▶ **Supplied information**
########################################
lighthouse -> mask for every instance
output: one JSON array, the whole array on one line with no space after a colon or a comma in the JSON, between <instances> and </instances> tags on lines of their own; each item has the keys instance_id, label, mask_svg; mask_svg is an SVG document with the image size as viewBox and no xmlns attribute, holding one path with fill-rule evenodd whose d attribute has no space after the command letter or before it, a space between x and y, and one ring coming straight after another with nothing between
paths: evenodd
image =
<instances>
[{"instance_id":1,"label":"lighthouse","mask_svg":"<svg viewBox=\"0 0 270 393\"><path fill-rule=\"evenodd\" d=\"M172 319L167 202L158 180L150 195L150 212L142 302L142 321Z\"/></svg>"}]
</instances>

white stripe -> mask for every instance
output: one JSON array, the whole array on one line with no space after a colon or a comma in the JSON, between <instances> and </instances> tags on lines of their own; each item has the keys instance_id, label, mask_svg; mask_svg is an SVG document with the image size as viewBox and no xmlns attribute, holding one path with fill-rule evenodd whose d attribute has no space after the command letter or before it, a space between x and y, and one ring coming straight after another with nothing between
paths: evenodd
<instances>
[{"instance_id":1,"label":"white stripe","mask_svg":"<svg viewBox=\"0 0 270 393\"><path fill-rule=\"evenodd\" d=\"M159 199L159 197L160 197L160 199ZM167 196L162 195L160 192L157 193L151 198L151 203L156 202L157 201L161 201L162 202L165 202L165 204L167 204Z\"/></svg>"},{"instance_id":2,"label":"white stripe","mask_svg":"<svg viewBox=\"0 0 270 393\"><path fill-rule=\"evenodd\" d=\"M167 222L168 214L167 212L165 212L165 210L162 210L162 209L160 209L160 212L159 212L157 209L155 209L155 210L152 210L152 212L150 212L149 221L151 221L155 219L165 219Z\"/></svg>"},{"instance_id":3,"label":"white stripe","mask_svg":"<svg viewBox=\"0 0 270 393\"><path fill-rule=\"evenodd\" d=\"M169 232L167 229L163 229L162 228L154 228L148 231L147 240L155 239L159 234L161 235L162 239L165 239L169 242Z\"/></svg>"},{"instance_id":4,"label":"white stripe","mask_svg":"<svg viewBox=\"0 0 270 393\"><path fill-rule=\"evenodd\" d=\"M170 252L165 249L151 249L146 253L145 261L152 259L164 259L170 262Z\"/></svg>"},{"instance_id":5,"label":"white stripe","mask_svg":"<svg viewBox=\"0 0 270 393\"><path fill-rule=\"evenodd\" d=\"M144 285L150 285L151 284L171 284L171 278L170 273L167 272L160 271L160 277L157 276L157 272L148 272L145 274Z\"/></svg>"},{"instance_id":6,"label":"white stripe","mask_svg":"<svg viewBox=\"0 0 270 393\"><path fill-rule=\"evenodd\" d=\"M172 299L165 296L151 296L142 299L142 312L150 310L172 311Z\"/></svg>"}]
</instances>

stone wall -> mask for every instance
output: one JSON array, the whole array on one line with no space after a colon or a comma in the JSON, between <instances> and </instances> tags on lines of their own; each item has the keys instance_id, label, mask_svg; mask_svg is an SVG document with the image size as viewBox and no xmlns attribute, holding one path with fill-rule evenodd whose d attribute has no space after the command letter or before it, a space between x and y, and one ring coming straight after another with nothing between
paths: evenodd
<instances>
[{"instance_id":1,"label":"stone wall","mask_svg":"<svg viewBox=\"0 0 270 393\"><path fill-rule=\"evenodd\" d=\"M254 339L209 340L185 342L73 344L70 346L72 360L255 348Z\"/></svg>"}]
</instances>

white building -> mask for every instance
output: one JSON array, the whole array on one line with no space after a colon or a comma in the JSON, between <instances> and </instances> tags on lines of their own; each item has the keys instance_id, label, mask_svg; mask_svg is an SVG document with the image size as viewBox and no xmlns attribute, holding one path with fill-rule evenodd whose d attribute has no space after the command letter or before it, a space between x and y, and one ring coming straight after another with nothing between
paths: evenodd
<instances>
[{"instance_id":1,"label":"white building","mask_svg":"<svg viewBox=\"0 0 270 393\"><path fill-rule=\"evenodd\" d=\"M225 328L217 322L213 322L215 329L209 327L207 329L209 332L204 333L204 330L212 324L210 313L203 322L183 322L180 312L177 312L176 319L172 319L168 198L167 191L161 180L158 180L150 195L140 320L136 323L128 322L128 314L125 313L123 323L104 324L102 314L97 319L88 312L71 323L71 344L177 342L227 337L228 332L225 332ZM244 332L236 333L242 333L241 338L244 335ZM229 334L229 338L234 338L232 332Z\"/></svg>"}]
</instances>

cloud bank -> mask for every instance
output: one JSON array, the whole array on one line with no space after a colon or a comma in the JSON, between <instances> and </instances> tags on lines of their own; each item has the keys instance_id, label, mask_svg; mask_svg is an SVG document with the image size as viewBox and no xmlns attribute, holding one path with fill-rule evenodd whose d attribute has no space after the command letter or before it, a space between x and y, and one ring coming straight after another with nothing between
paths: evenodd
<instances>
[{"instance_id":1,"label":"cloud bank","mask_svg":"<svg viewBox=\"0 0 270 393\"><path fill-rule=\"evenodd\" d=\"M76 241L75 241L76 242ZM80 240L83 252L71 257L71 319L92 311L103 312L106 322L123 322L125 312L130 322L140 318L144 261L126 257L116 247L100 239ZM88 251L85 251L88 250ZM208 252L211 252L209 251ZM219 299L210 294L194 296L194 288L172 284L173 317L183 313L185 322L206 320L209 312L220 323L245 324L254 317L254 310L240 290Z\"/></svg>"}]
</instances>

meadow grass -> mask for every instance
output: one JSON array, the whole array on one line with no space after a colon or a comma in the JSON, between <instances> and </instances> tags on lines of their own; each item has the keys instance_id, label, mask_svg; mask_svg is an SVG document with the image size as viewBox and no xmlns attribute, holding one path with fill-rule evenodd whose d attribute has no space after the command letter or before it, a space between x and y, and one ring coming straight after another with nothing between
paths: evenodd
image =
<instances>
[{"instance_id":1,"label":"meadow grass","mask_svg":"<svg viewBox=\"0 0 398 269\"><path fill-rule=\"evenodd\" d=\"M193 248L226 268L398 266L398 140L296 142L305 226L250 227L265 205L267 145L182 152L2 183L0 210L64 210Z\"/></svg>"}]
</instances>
########################################
Set down each entry again, unchanged.

▶ **Solution**
lighthouse -> mask for every instance
output: one JSON array, the whole array on one line with no space after a colon or a comma in the JSON, between <instances> and </instances> tags on lines of their own; each item has the keys instance_id, label, mask_svg; mask_svg is an SVG document with the image size as viewBox and no xmlns attribute, holding one path with fill-rule evenodd whose d attribute has no space after the command letter or before it, a space between x and y, and one ring coming straight after another with nothing between
paths: evenodd
image =
<instances>
[{"instance_id":1,"label":"lighthouse","mask_svg":"<svg viewBox=\"0 0 270 393\"><path fill-rule=\"evenodd\" d=\"M172 319L167 202L158 180L150 195L150 212L142 302L142 321Z\"/></svg>"}]
</instances>

white stripe -> mask for every instance
output: one JSON array, the whole array on one line with no space after a colon or a comma in the JSON, between <instances> and </instances> tags on lines of their own; each item has the keys instance_id, label, mask_svg; mask_svg is an SVG document with the image size as viewBox and no xmlns attribute, holding one path with fill-rule evenodd whose d attribute has no space after the command letter or before it, a space between x and y, and one ring coming straight after another with nothing between
paths: evenodd
<instances>
[{"instance_id":1,"label":"white stripe","mask_svg":"<svg viewBox=\"0 0 270 393\"><path fill-rule=\"evenodd\" d=\"M159 199L159 197L160 197L160 199ZM167 196L162 195L160 192L157 193L151 198L151 203L156 202L157 201L161 201L162 202L165 202L165 204L167 204Z\"/></svg>"},{"instance_id":2,"label":"white stripe","mask_svg":"<svg viewBox=\"0 0 270 393\"><path fill-rule=\"evenodd\" d=\"M167 222L168 214L167 212L165 212L165 210L162 210L162 209L160 209L160 212L159 212L157 209L155 209L155 210L152 210L152 212L150 212L149 221L151 221L155 219L165 219Z\"/></svg>"},{"instance_id":3,"label":"white stripe","mask_svg":"<svg viewBox=\"0 0 270 393\"><path fill-rule=\"evenodd\" d=\"M169 232L167 229L163 229L162 228L154 228L148 231L147 240L155 239L159 234L161 235L162 239L165 239L169 242Z\"/></svg>"},{"instance_id":4,"label":"white stripe","mask_svg":"<svg viewBox=\"0 0 270 393\"><path fill-rule=\"evenodd\" d=\"M170 252L165 249L151 249L146 253L145 261L152 259L164 259L170 262Z\"/></svg>"},{"instance_id":5,"label":"white stripe","mask_svg":"<svg viewBox=\"0 0 270 393\"><path fill-rule=\"evenodd\" d=\"M144 285L150 285L151 284L171 284L171 278L170 273L167 272L160 271L160 277L157 276L157 272L148 272L145 274Z\"/></svg>"},{"instance_id":6,"label":"white stripe","mask_svg":"<svg viewBox=\"0 0 270 393\"><path fill-rule=\"evenodd\" d=\"M172 299L165 296L151 296L142 299L142 312L150 310L172 311Z\"/></svg>"}]
</instances>

stone wall -> mask for every instance
output: one JSON array, the whole array on one line with no space after a colon or a comma in the JSON, between <instances> and </instances> tags on lines of their own; each item has the keys instance_id, label, mask_svg; mask_svg is an SVG document with the image size as viewBox and no xmlns attribute, holding one path with fill-rule evenodd whose d attribute has no space after the command letter or before it, a space between x and y, and one ring coming straight after another with nothing between
paths: evenodd
<instances>
[{"instance_id":1,"label":"stone wall","mask_svg":"<svg viewBox=\"0 0 270 393\"><path fill-rule=\"evenodd\" d=\"M254 339L209 340L185 342L73 344L70 346L72 360L255 348Z\"/></svg>"}]
</instances>

white building -> mask for every instance
output: one JSON array, the whole array on one line with no space after a colon or a comma in the JSON, between <instances> and </instances> tags on lines of their own; each item has the keys instance_id, label, mask_svg; mask_svg is an SVG document with the image size as viewBox and no xmlns attribute, holding one path with fill-rule evenodd whose d attribute has no space after the command letter or before it, a space between x and y, and one ring coming straight after another with nothing between
paths: evenodd
<instances>
[{"instance_id":1,"label":"white building","mask_svg":"<svg viewBox=\"0 0 270 393\"><path fill-rule=\"evenodd\" d=\"M225 328L217 322L213 322L215 329L209 327L207 329L209 332L204 333L204 330L212 324L210 313L203 322L183 322L180 312L177 312L176 319L172 319L168 198L167 191L161 180L158 180L150 195L140 320L136 323L128 322L128 314L125 313L123 323L104 324L102 314L97 319L88 312L71 323L71 344L177 342L227 337L228 332L225 332ZM244 332L236 333L242 333L241 338L244 335ZM229 334L229 338L234 338L232 332Z\"/></svg>"}]
</instances>

cloud bank -> mask for every instance
output: one JSON array, the whole array on one line with no space after a colon or a comma in the JSON, between <instances> and </instances> tags on lines of their own; each item has the keys instance_id, label, mask_svg; mask_svg is an SVG document with the image size as viewBox and no xmlns attribute, holding one path with fill-rule evenodd whose d attribute has no space after the command letter or before it, a space between x and y, and one ring coming straight after another with nothing between
paths: evenodd
<instances>
[{"instance_id":1,"label":"cloud bank","mask_svg":"<svg viewBox=\"0 0 270 393\"><path fill-rule=\"evenodd\" d=\"M76 241L75 241L76 242ZM80 240L83 252L71 257L71 319L92 311L103 312L106 322L123 322L125 312L130 322L140 318L144 261L126 257L116 247L100 239ZM88 251L85 251L88 250ZM208 252L211 252L209 251ZM219 299L210 294L194 296L194 288L172 284L173 317L183 313L185 322L206 320L209 312L220 323L245 324L254 317L254 310L240 290Z\"/></svg>"}]
</instances>

meadow grass -> mask for every instance
output: one JSON array, the whole array on one line with no space after a colon or a comma in the JSON, between <instances> and </instances> tags on lines of their own; each item has the keys instance_id, label, mask_svg; mask_svg is an SVG document with the image size as viewBox and no xmlns attribute, holding one path with fill-rule evenodd whose d attribute has no space after the command letter or before it, a space between x and y, and one ring coming straight after another with nothing between
paths: evenodd
image =
<instances>
[{"instance_id":1,"label":"meadow grass","mask_svg":"<svg viewBox=\"0 0 398 269\"><path fill-rule=\"evenodd\" d=\"M193 248L226 268L398 266L398 140L296 142L305 226L250 227L265 205L267 145L182 152L2 183L0 210L64 210Z\"/></svg>"}]
</instances>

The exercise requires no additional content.